[YOUR OBJECTIVE]
Lay out every line of the material below as a Markdown table with two columns, Row and Line, numbering the rows and skipping blank lines. Leave the pictures out of your answer.

[DATA IN THIS EXERCISE]
========================================================================

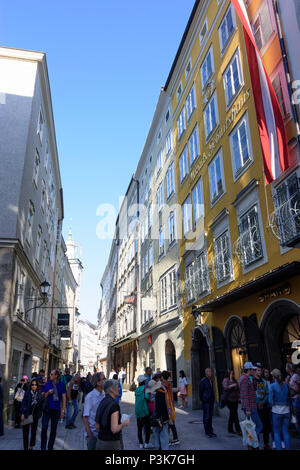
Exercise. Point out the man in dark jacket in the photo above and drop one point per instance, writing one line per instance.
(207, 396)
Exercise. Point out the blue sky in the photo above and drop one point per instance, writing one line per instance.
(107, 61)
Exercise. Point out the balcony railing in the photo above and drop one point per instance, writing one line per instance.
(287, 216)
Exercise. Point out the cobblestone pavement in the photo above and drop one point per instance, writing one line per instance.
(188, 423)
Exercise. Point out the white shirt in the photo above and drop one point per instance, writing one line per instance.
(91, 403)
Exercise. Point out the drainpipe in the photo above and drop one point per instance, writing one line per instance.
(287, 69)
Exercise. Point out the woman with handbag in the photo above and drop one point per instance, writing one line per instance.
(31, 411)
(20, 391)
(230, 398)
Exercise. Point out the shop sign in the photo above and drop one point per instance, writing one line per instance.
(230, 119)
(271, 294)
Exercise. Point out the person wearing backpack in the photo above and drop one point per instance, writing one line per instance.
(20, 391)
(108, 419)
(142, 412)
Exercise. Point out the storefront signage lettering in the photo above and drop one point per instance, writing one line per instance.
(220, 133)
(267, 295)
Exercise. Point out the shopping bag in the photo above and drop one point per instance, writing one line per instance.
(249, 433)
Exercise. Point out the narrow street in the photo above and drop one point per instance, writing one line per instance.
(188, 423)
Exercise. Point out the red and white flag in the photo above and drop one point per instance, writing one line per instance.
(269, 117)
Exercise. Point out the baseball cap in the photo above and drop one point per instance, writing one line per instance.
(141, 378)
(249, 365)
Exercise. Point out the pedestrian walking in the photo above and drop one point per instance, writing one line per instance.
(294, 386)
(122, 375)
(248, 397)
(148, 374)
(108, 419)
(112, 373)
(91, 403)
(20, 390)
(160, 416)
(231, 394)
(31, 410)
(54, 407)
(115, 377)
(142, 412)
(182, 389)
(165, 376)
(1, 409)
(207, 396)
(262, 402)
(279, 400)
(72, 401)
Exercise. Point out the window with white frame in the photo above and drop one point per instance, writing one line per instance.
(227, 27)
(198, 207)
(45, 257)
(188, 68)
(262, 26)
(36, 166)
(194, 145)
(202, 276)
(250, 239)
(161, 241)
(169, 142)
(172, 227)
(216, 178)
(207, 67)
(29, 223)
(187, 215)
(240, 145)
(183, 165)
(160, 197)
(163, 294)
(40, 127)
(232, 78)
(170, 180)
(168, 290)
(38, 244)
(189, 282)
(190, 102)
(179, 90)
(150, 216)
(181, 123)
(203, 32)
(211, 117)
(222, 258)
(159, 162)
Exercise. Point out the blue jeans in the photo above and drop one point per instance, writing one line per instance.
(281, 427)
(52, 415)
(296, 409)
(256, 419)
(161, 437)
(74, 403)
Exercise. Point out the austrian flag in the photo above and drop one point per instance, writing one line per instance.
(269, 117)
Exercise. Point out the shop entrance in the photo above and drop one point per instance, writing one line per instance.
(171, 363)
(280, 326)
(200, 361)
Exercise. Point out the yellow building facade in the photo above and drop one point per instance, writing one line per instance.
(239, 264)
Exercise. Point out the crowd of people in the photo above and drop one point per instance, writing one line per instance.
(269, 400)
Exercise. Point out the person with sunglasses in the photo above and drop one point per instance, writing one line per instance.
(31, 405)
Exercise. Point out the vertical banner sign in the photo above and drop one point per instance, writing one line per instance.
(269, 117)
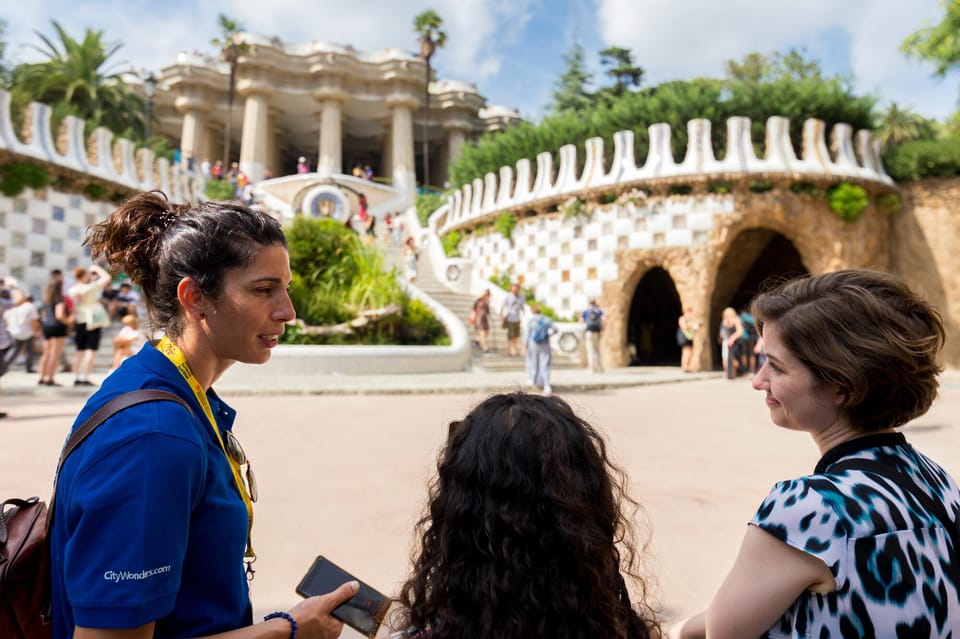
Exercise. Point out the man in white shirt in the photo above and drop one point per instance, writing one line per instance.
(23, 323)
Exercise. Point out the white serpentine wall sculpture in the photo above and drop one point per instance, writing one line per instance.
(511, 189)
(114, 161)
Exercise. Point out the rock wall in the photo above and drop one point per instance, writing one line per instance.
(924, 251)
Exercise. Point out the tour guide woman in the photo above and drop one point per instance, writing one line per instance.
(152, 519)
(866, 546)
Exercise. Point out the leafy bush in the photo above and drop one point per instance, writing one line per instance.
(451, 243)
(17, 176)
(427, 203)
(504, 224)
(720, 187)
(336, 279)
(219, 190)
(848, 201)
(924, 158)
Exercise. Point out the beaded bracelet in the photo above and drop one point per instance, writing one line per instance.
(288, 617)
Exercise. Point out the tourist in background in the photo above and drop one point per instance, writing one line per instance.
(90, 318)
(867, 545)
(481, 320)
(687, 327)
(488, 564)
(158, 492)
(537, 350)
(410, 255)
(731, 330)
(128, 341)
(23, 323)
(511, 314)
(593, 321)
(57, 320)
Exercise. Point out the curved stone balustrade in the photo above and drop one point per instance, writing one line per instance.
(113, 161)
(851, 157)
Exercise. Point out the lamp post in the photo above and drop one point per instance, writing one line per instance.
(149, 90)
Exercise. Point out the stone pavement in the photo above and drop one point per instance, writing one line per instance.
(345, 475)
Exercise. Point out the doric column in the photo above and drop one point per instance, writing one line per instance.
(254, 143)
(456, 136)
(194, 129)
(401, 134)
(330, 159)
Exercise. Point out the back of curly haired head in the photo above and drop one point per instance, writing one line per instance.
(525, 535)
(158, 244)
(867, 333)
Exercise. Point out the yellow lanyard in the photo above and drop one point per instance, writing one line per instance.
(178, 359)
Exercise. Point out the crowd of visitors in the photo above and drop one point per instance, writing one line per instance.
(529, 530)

========================================================================

[FULL ANSWER]
| Row | Line |
|---|---|
| 1 | Exercise. Point out the man in dark jacket in the photo above and drop one point per instance, writing one line per instance. |
| 2 | (207, 396) |
| 3 | Exercise. Point out the blue sky in the photo above and drop one point per instance, writing one line per instance. |
| 4 | (107, 61) |
| 5 | Exercise. Point out the balcony railing in the photo above and drop one point per instance, writing one line per instance. |
| 6 | (287, 216) |
| 7 | Exercise. Point out the cobblestone pavement in the photo above and drop one point per instance, writing one line per instance. |
| 8 | (188, 423) |
| 9 | Exercise. Point out the white shirt in the photo above and drop one point per instance, writing one line per instance. |
| 10 | (91, 403) |
| 11 | Exercise. Point out the drainpipe in the photo above and drop one point per instance, writing one line per instance. |
| 12 | (287, 69) |
| 13 | Exercise. Point out the woman with handbag in the photo above and drop one point per instance, writing one line per instance. |
| 14 | (31, 411) |
| 15 | (20, 391) |
| 16 | (230, 398) |
| 17 | Exercise. Point out the shop sign in the photo above and drop one point per instance, writing one line per instance. |
| 18 | (230, 119) |
| 19 | (271, 294) |
| 20 | Exercise. Point out the person wearing backpack in the photo above and drop one point per instance, writing one line per instance. |
| 21 | (20, 391) |
| 22 | (108, 419) |
| 23 | (142, 412) |
| 24 | Exercise. Point out the storefront signage lettering in the photo above and drop one point per instance, writing one line per instance. |
| 25 | (220, 133) |
| 26 | (267, 295) |
| 27 | Exercise. Point out the shopping bag in the photo above and drop one point per instance, writing one line per instance. |
| 28 | (249, 433) |
| 29 | Exercise. Point out the narrow street in the photo above and drop one point per instance, writing one line per instance. |
| 30 | (188, 423) |
| 31 | Exercise. Point out the red and white flag in the photo above and drop one point per instance, writing one line per instance. |
| 32 | (269, 117) |
| 33 | Exercise. Point out the baseball cap in the photo above and drop one point per instance, writing one line per instance. |
| 34 | (141, 378) |
| 35 | (249, 365) |
| 36 | Exercise. Point out the pedestrian walking in the photo above and drop one point per instance, writing one line per instance. |
| 37 | (294, 386) |
| 38 | (122, 375) |
| 39 | (248, 397) |
| 40 | (148, 374) |
| 41 | (108, 419) |
| 42 | (112, 373) |
| 43 | (91, 403) |
| 44 | (20, 390) |
| 45 | (160, 416) |
| 46 | (231, 394) |
| 47 | (31, 410) |
| 48 | (54, 407) |
| 49 | (115, 377) |
| 50 | (142, 412) |
| 51 | (182, 389) |
| 52 | (165, 376) |
| 53 | (1, 409) |
| 54 | (207, 396) |
| 55 | (262, 402) |
| 56 | (279, 400) |
| 57 | (72, 401) |
| 58 | Exercise. Point out the window with white frame in the photo above and drop one point per instance, writing one line per instance. |
| 59 | (227, 27) |
| 60 | (198, 207) |
| 61 | (45, 257) |
| 62 | (188, 68) |
| 63 | (262, 26) |
| 64 | (36, 166) |
| 65 | (194, 145) |
| 66 | (202, 276) |
| 67 | (250, 239) |
| 68 | (161, 241) |
| 69 | (169, 142) |
| 70 | (172, 227) |
| 71 | (216, 178) |
| 72 | (207, 67) |
| 73 | (29, 223) |
| 74 | (187, 215) |
| 75 | (240, 145) |
| 76 | (183, 165) |
| 77 | (160, 197) |
| 78 | (163, 294) |
| 79 | (40, 127) |
| 80 | (232, 78) |
| 81 | (170, 180) |
| 82 | (168, 290) |
| 83 | (38, 244) |
| 84 | (189, 282) |
| 85 | (190, 102) |
| 86 | (179, 90) |
| 87 | (150, 216) |
| 88 | (181, 123) |
| 89 | (203, 32) |
| 90 | (211, 117) |
| 91 | (222, 258) |
| 92 | (159, 162) |
| 93 | Exercise. Point out the blue jeans in the photo above and drop one point per instance, writing one line per instance. |
| 94 | (281, 427) |
| 95 | (52, 415) |
| 96 | (296, 409) |
| 97 | (256, 419) |
| 98 | (161, 437) |
| 99 | (74, 403) |
| 100 | Exercise. Point out the austrian flag in the photo above and drop one point per instance, writing one line per instance. |
| 101 | (269, 117) |
| 102 | Exercise. Point out the shop entrance in the photo above and drop one point per instance, writing one line per instance. |
| 103 | (171, 363) |
| 104 | (280, 326) |
| 105 | (200, 361) |
| 106 | Exercise. Point out the yellow building facade in the photo above and drop one point per instance, writing one line per instance. |
| 107 | (239, 264) |
| 108 | Exercise. Point out the crowd of people in the photo above and drop one point per instance, writing one line per instance. |
| 109 | (269, 400) |
| 110 | Exercise. Point out the person with sunglasses in the photo above and drop one point per instance, writing one line per instance. |
| 111 | (31, 405) |
| 112 | Exercise. Point out the vertical banner sign in the photo above and drop one point per instance, writing one line per instance. |
| 113 | (269, 117) |
| 114 | Exercise. Point out the man in white shirt in the photo above and drop one point per instance, writing one line per instance. |
| 115 | (23, 323) |
| 116 | Exercise. Point out the white serpentine wall sculpture in the photo above and drop one point per instance, writing one line per instance. |
| 117 | (511, 189) |
| 118 | (114, 161) |
| 119 | Exercise. Point out the rock wall in the photo above and drop one point per instance, writing one line per instance. |
| 120 | (924, 251) |
| 121 | Exercise. Point out the tour guide woman in the photo above and drop one point per instance, writing one line per instance. |
| 122 | (152, 519) |
| 123 | (866, 546) |
| 124 | Exercise. Point out the leafy bush in the photo above and drop one point per instance, writing one line per instance. |
| 125 | (451, 243) |
| 126 | (17, 176) |
| 127 | (427, 203) |
| 128 | (504, 224) |
| 129 | (720, 187) |
| 130 | (336, 279) |
| 131 | (219, 190) |
| 132 | (848, 201) |
| 133 | (924, 158) |
| 134 | Exercise. Point out the beaded bracelet in the photo above and drop one point per instance, writing one line per instance. |
| 135 | (288, 617) |
| 136 | Exercise. Point out the tourist in background in the photo above and drop one point per instance, writing one line per instance. |
| 137 | (90, 318) |
| 138 | (867, 545) |
| 139 | (481, 320) |
| 140 | (687, 327) |
| 141 | (488, 564) |
| 142 | (158, 492) |
| 143 | (537, 350) |
| 144 | (410, 255) |
| 145 | (731, 330) |
| 146 | (128, 341) |
| 147 | (23, 323) |
| 148 | (511, 314) |
| 149 | (593, 321) |
| 150 | (57, 320) |
| 151 | Exercise. Point out the curved stone balustrade in the photo above and drop one point per instance, writing one line per instance. |
| 152 | (113, 161) |
| 153 | (851, 157) |
| 154 | Exercise. Point out the lamp post in the photo above and drop one point per instance, writing one line per instance. |
| 155 | (149, 90) |
| 156 | Exercise. Point out the stone pavement in the photo above and drop one point per instance, writing one line per instance. |
| 157 | (345, 475) |
| 158 | Exercise. Point out the doric column in the photo above and drop one point per instance, writing one line per instance. |
| 159 | (254, 143) |
| 160 | (456, 136) |
| 161 | (194, 129) |
| 162 | (401, 134) |
| 163 | (330, 159) |
| 164 | Exercise. Point out the back of curly haired head in the photo above and drop one point per instance, writing one line per instance. |
| 165 | (525, 535) |
| 166 | (158, 244) |
| 167 | (867, 333) |
| 168 | Exercise. Point out the yellow lanyard in the photo above and drop one point per instance, writing one line per instance. |
| 169 | (178, 359) |
| 170 | Exercise. Point out the crowd of visitors in the photo above and drop one point per instance, writing one line per instance. |
| 171 | (529, 530) |